*** Study material ***
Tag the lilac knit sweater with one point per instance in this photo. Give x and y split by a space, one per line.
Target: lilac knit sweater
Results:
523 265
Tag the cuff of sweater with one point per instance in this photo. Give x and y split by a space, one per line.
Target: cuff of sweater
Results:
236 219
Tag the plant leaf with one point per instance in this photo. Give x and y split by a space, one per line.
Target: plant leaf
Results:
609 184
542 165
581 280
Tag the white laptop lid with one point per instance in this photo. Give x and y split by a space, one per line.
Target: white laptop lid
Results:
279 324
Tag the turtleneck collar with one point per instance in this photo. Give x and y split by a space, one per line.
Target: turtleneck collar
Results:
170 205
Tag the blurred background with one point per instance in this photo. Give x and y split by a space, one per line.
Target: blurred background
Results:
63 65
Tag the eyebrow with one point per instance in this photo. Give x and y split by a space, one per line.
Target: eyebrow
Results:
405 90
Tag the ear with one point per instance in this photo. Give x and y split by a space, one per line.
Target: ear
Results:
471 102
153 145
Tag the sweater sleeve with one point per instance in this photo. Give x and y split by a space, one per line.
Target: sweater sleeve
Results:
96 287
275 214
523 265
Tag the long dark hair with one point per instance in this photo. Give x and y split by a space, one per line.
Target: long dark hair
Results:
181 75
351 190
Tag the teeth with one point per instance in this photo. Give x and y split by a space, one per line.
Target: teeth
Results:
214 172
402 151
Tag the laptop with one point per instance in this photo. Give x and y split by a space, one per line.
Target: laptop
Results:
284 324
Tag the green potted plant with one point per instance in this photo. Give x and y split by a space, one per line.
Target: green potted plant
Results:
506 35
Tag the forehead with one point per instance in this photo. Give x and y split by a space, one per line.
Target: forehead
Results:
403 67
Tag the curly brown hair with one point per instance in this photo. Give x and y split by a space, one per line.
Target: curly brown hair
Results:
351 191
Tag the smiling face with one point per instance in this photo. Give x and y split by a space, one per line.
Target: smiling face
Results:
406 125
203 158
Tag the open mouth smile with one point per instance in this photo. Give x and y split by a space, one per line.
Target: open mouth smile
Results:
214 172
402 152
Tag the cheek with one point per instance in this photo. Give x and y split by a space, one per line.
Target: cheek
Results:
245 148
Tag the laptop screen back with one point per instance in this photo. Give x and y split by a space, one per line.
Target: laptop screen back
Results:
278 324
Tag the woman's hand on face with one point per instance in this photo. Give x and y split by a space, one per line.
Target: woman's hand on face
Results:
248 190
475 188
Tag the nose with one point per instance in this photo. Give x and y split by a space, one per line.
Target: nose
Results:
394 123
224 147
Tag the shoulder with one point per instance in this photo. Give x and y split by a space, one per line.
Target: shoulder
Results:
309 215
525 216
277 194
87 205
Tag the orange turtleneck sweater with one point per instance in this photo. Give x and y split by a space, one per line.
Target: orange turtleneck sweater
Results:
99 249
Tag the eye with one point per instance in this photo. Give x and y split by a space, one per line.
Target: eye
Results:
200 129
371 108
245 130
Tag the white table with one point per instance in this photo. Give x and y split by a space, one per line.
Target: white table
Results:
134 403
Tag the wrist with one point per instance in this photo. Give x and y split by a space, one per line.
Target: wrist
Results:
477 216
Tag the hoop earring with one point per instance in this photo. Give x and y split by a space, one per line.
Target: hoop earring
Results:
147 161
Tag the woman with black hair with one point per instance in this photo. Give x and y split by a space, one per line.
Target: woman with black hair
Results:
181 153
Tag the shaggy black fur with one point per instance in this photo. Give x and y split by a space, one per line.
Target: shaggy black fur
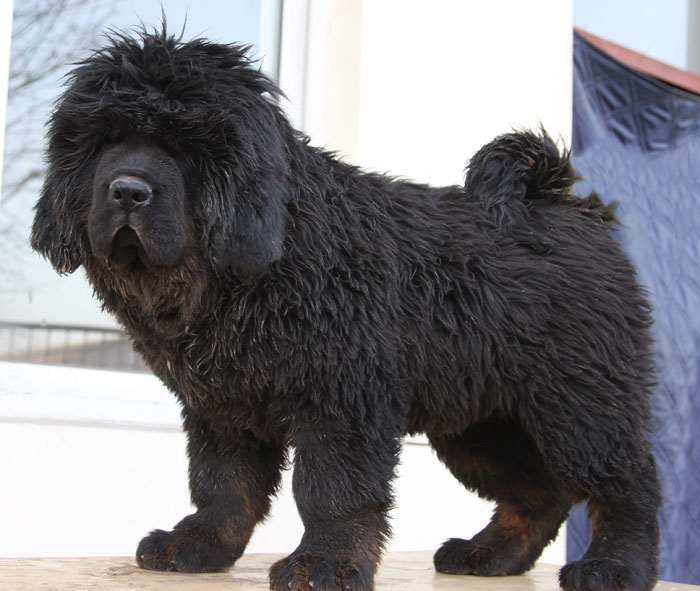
*** End of Study material ***
Work instruction – Could you state how many lines of the data include the word "leaf"? Only the number is needed.

Written solution – 2